------ Given data ------

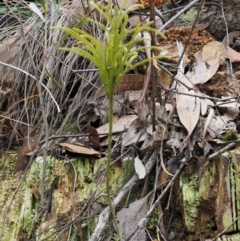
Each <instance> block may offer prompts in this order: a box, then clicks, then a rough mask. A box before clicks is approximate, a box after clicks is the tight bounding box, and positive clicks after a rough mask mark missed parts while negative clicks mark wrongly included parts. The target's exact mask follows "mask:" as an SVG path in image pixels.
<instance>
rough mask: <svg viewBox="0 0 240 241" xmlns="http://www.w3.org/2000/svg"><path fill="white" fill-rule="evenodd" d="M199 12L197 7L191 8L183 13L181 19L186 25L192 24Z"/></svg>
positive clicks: (186, 25)
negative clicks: (186, 11)
mask: <svg viewBox="0 0 240 241" xmlns="http://www.w3.org/2000/svg"><path fill="white" fill-rule="evenodd" d="M197 12H198V10H197V9H196V8H191V9H190V10H189V11H188V12H187V13H185V14H182V15H181V16H180V17H179V19H180V20H181V22H182V24H183V25H184V26H189V25H192V24H193V23H194V21H195V19H196V17H197Z"/></svg>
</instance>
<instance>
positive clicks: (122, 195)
mask: <svg viewBox="0 0 240 241" xmlns="http://www.w3.org/2000/svg"><path fill="white" fill-rule="evenodd" d="M157 154H158V150H157V149H156V150H155V151H154V152H153V153H152V155H151V156H150V158H149V160H148V162H147V164H146V165H145V169H146V173H147V174H149V173H150V171H151V170H152V168H153V167H154V165H155V163H156V160H157ZM138 181H139V178H138V176H137V175H134V176H133V177H132V178H131V179H130V180H129V181H128V183H127V184H125V186H124V187H123V188H122V189H121V190H120V192H119V193H118V195H117V196H116V197H115V198H114V200H113V203H112V204H113V206H114V207H115V208H116V207H117V206H118V205H119V204H120V202H121V201H122V200H123V199H124V198H125V196H126V195H127V194H128V192H129V191H130V190H131V189H132V187H133V186H135V185H136V184H137V183H138ZM109 216H110V209H109V206H108V207H106V208H105V209H104V210H103V211H102V212H101V213H100V215H99V219H98V223H97V225H96V228H95V230H94V232H93V234H92V236H91V238H90V241H97V240H98V239H99V237H100V235H101V233H102V231H103V229H104V227H105V226H106V224H107V222H108V220H109Z"/></svg>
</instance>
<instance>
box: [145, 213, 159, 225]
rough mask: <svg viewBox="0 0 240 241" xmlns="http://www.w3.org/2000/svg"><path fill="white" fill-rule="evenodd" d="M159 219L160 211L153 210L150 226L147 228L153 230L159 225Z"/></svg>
mask: <svg viewBox="0 0 240 241" xmlns="http://www.w3.org/2000/svg"><path fill="white" fill-rule="evenodd" d="M158 219H159V214H158V209H157V208H155V209H154V210H153V212H152V213H151V215H150V216H149V218H148V225H147V227H148V228H149V229H153V228H155V227H156V225H157V224H158Z"/></svg>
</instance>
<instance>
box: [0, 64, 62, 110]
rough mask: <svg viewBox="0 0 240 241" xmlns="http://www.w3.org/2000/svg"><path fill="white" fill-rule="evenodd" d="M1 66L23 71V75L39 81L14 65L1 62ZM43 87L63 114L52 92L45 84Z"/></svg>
mask: <svg viewBox="0 0 240 241" xmlns="http://www.w3.org/2000/svg"><path fill="white" fill-rule="evenodd" d="M0 64H2V65H5V66H7V67H11V68H13V69H16V70H19V71H21V72H22V73H24V74H26V75H27V76H30V77H31V78H33V79H34V80H35V81H36V82H38V80H37V79H36V78H35V77H34V76H33V75H31V74H30V73H28V72H26V71H24V70H22V69H20V68H18V67H16V66H13V65H10V64H6V63H4V62H2V61H0ZM41 85H42V86H43V87H44V89H45V90H46V91H47V92H48V93H49V95H50V97H51V98H52V100H53V102H54V103H55V105H56V106H57V109H58V113H59V112H61V110H60V107H59V105H58V103H57V101H56V100H55V99H54V97H53V95H52V93H51V92H50V90H49V89H48V88H47V87H46V86H45V85H44V84H43V83H41Z"/></svg>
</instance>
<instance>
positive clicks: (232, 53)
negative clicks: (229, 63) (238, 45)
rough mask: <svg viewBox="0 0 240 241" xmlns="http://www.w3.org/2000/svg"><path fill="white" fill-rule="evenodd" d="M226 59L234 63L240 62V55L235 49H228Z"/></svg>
mask: <svg viewBox="0 0 240 241" xmlns="http://www.w3.org/2000/svg"><path fill="white" fill-rule="evenodd" d="M226 58H228V59H230V60H231V61H232V62H240V53H238V52H237V51H235V50H234V49H232V48H230V47H228V48H227V53H226Z"/></svg>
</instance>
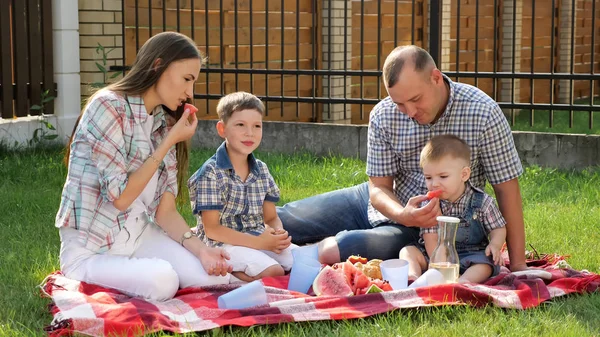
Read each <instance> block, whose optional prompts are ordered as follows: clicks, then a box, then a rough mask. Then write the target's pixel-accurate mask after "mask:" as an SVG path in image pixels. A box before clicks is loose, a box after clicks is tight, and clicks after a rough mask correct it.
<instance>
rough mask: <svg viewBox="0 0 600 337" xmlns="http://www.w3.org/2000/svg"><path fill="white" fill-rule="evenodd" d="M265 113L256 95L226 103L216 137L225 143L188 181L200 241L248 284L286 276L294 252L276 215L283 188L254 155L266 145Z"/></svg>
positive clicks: (229, 99)
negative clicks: (246, 282)
mask: <svg viewBox="0 0 600 337" xmlns="http://www.w3.org/2000/svg"><path fill="white" fill-rule="evenodd" d="M263 113H264V105H263V103H262V102H261V101H260V100H259V99H258V98H257V97H256V96H254V95H252V94H249V93H246V92H236V93H232V94H229V95H227V96H225V97H223V98H221V100H220V101H219V104H218V105H217V114H218V115H219V119H220V120H219V122H217V132H218V133H219V136H221V137H222V138H224V139H225V141H224V142H223V144H221V146H220V147H219V148H218V149H217V153H216V154H215V155H213V156H212V157H211V158H210V159H208V160H207V161H206V162H205V163H204V164H203V165H202V167H200V169H199V170H198V171H196V172H195V173H194V174H193V175H192V177H191V178H190V179H189V180H188V187H189V190H190V200H191V204H192V211H193V213H194V215H197V216H198V236H199V237H200V239H202V240H203V241H204V242H205V243H206V244H207V245H209V246H222V247H223V248H224V249H225V250H226V251H227V252H228V253H229V254H230V256H231V259H230V260H229V263H230V264H231V265H232V266H233V271H232V273H231V274H232V275H233V276H235V277H237V278H238V279H240V280H242V281H246V282H250V281H253V280H256V279H259V278H262V277H265V276H280V275H284V271H288V270H289V269H290V268H291V266H292V262H293V258H292V254H291V249H292V248H293V247H295V246H293V245H291V239H292V238H291V237H290V236H288V234H287V232H286V231H285V230H283V225H282V223H281V220H280V219H279V217H278V216H277V212H276V209H275V203H276V202H277V201H279V188H278V187H277V185H276V184H275V181H274V180H273V177H272V176H271V174H270V173H269V169H268V168H267V165H265V163H263V162H262V161H260V160H257V159H256V158H254V155H253V154H252V152H253V151H254V150H256V148H257V147H258V145H259V144H260V141H261V139H262V116H263Z"/></svg>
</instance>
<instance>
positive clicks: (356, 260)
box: [348, 255, 369, 264]
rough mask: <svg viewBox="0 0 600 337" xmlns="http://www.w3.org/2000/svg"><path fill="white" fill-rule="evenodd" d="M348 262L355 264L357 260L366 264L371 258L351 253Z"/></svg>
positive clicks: (362, 263) (361, 262)
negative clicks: (363, 256) (367, 257)
mask: <svg viewBox="0 0 600 337" xmlns="http://www.w3.org/2000/svg"><path fill="white" fill-rule="evenodd" d="M348 262H350V263H352V264H355V263H356V262H360V263H362V264H366V263H367V262H369V260H368V259H367V258H366V257H361V256H360V255H350V256H349V257H348Z"/></svg>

------

--- What you have to do ---
Quote the entries above word for word. Leave the images out.

--- Solution to the problem ---
Each <instance> block may offer prompts in this order: a box, then clicks, then a rough mask. A box before clicks is approximate, a box after clicks is the tight bounding box, and positive clicks after a rough mask mark missed parts while negative clicks mark wrongly included parts. The target's exact mask follows "mask:" as an SVG path in image pixels.
<instance>
rough mask: <svg viewBox="0 0 240 241" xmlns="http://www.w3.org/2000/svg"><path fill="white" fill-rule="evenodd" d="M199 12L197 7L191 8L183 13L181 19L186 25L192 24Z"/></svg>
positive clicks: (186, 25)
negative clicks: (186, 11)
mask: <svg viewBox="0 0 240 241" xmlns="http://www.w3.org/2000/svg"><path fill="white" fill-rule="evenodd" d="M197 12H198V10H197V9H196V8H191V9H190V10H189V11H188V12H187V13H185V14H182V15H181V16H180V17H179V19H180V20H181V22H182V24H183V25H184V26H189V25H192V24H193V23H194V21H195V19H196V17H197Z"/></svg>
</instance>
<instance>
positive clicks: (122, 195)
mask: <svg viewBox="0 0 240 241" xmlns="http://www.w3.org/2000/svg"><path fill="white" fill-rule="evenodd" d="M157 154H158V150H157V149H156V150H155V151H154V152H153V153H152V155H151V156H150V158H149V160H148V162H147V164H146V165H145V169H146V173H147V174H149V173H150V171H151V170H152V168H153V167H154V165H155V163H156V160H157ZM138 181H139V178H138V176H137V175H134V176H133V177H132V178H131V179H130V180H129V181H128V183H127V184H125V186H124V187H123V188H122V189H121V190H120V192H119V193H118V195H117V196H116V197H115V198H114V200H113V203H112V204H113V206H114V207H115V208H116V207H117V206H118V205H119V204H120V202H121V201H122V200H123V199H124V198H125V196H126V195H127V194H128V192H129V191H130V190H131V189H132V187H133V186H135V185H136V184H137V183H138ZM109 216H110V209H109V206H108V207H106V208H105V209H104V210H103V211H102V212H101V213H100V215H99V219H98V223H97V225H96V228H95V230H94V232H93V234H92V236H91V238H90V241H97V240H98V239H99V237H100V235H101V233H102V231H103V229H104V227H105V226H106V224H107V222H108V220H109Z"/></svg>
</instance>
<instance>
box: [145, 213, 159, 225]
rough mask: <svg viewBox="0 0 240 241" xmlns="http://www.w3.org/2000/svg"><path fill="white" fill-rule="evenodd" d="M159 219L160 211L153 210L150 226L147 228L153 230L159 225Z"/></svg>
mask: <svg viewBox="0 0 240 241" xmlns="http://www.w3.org/2000/svg"><path fill="white" fill-rule="evenodd" d="M158 219H159V214H158V209H157V208H155V209H154V210H153V212H152V213H151V215H150V216H149V218H148V225H147V227H148V228H149V229H153V228H155V227H156V225H157V224H158Z"/></svg>
</instance>
<instance>
box: [0, 64, 62, 110]
rough mask: <svg viewBox="0 0 240 241" xmlns="http://www.w3.org/2000/svg"><path fill="white" fill-rule="evenodd" d="M1 66L23 71V75L39 81L14 65L1 62ZM43 87L63 114L52 92L45 84Z"/></svg>
mask: <svg viewBox="0 0 240 241" xmlns="http://www.w3.org/2000/svg"><path fill="white" fill-rule="evenodd" d="M0 64H2V65H5V66H7V67H11V68H13V69H16V70H19V71H21V72H22V73H24V74H26V75H27V76H30V77H31V78H33V79H34V80H35V81H36V82H38V80H37V79H36V78H35V77H34V76H33V75H31V74H30V73H28V72H26V71H24V70H22V69H20V68H18V67H16V66H13V65H10V64H6V63H4V62H2V61H0ZM41 85H42V86H43V87H44V89H45V90H46V91H47V92H48V93H49V95H50V97H51V98H52V100H53V102H54V103H55V105H56V106H57V109H58V113H59V112H61V110H60V107H59V105H58V103H57V101H56V100H55V99H54V97H53V95H52V93H51V92H50V90H49V89H48V88H47V87H46V86H45V85H44V84H43V83H41Z"/></svg>
</instance>
<instance>
positive clicks: (232, 53)
negative clicks: (229, 63) (238, 45)
rough mask: <svg viewBox="0 0 240 241" xmlns="http://www.w3.org/2000/svg"><path fill="white" fill-rule="evenodd" d="M226 59L234 63L240 62V55L235 49H228Z"/></svg>
mask: <svg viewBox="0 0 240 241" xmlns="http://www.w3.org/2000/svg"><path fill="white" fill-rule="evenodd" d="M226 58H228V59H230V60H231V61H232V62H240V53H238V52H237V51H235V50H234V49H232V48H230V47H228V48H227V53H226Z"/></svg>
</instance>
Read each <instance> block, whose optional prompts are ordered as follows: clicks, then a box, then a rough mask. Then write the target's pixel-accurate mask after "mask:" as an SVG path in image pixels. A box before clicks is loose, a box after clicks is tight, and clicks after a rough mask correct it.
<instance>
rough mask: <svg viewBox="0 0 600 337" xmlns="http://www.w3.org/2000/svg"><path fill="white" fill-rule="evenodd" d="M265 113L256 95L226 103L216 137L225 143L188 181L200 241L248 284L286 276L294 252L276 215L283 188L254 155L266 145Z"/></svg>
positive clicks: (229, 99)
negative clicks: (246, 282)
mask: <svg viewBox="0 0 600 337" xmlns="http://www.w3.org/2000/svg"><path fill="white" fill-rule="evenodd" d="M263 113H264V105H263V103H262V102H261V101H260V100H259V99H258V98H257V97H256V96H254V95H252V94H249V93H246V92H236V93H232V94H229V95H227V96H225V97H223V98H221V100H220V101H219V104H218V105H217V114H218V115H219V119H220V120H219V122H217V132H218V133H219V136H221V137H222V138H224V139H225V141H224V142H223V144H221V146H220V147H219V148H218V149H217V153H216V154H215V155H213V156H212V157H211V158H210V159H208V160H207V161H206V162H205V163H204V164H203V165H202V167H200V169H199V170H198V171H196V172H195V173H194V174H193V175H192V177H191V178H190V179H189V180H188V187H189V190H190V200H191V204H192V211H193V213H194V215H197V216H198V236H199V237H200V239H202V240H203V241H204V242H205V243H206V244H207V245H209V246H222V247H223V248H224V249H225V250H226V251H227V252H228V253H229V254H230V256H231V259H230V260H229V263H230V264H231V265H232V266H233V271H232V273H231V274H232V275H233V276H235V277H237V278H238V279H240V280H242V281H246V282H250V281H253V280H256V279H259V278H262V277H265V276H280V275H284V271H288V270H289V269H290V268H291V266H292V262H293V258H292V254H291V249H292V248H293V247H295V246H293V245H291V239H292V238H291V237H290V236H288V234H287V232H286V231H285V230H283V225H282V223H281V220H280V219H279V217H278V216H277V212H276V209H275V203H276V202H277V201H279V188H278V187H277V185H276V184H275V181H274V180H273V177H272V176H271V174H270V173H269V169H268V168H267V165H265V163H263V162H262V161H260V160H257V159H256V158H254V155H253V154H252V152H253V151H254V150H256V148H257V147H258V145H259V144H260V141H261V139H262V116H263Z"/></svg>
</instance>
<instance>
positive clicks: (356, 260)
box: [348, 255, 369, 264]
rough mask: <svg viewBox="0 0 600 337" xmlns="http://www.w3.org/2000/svg"><path fill="white" fill-rule="evenodd" d="M348 262L355 264L357 260L366 264L371 258L351 253Z"/></svg>
positive clicks: (362, 263) (361, 262)
negative clicks: (363, 256) (367, 257)
mask: <svg viewBox="0 0 600 337" xmlns="http://www.w3.org/2000/svg"><path fill="white" fill-rule="evenodd" d="M348 262H350V263H352V264H355V263H356V262H360V263H362V264H366V263H367V262H369V260H368V259H367V258H366V257H361V256H360V255H350V256H349V257H348Z"/></svg>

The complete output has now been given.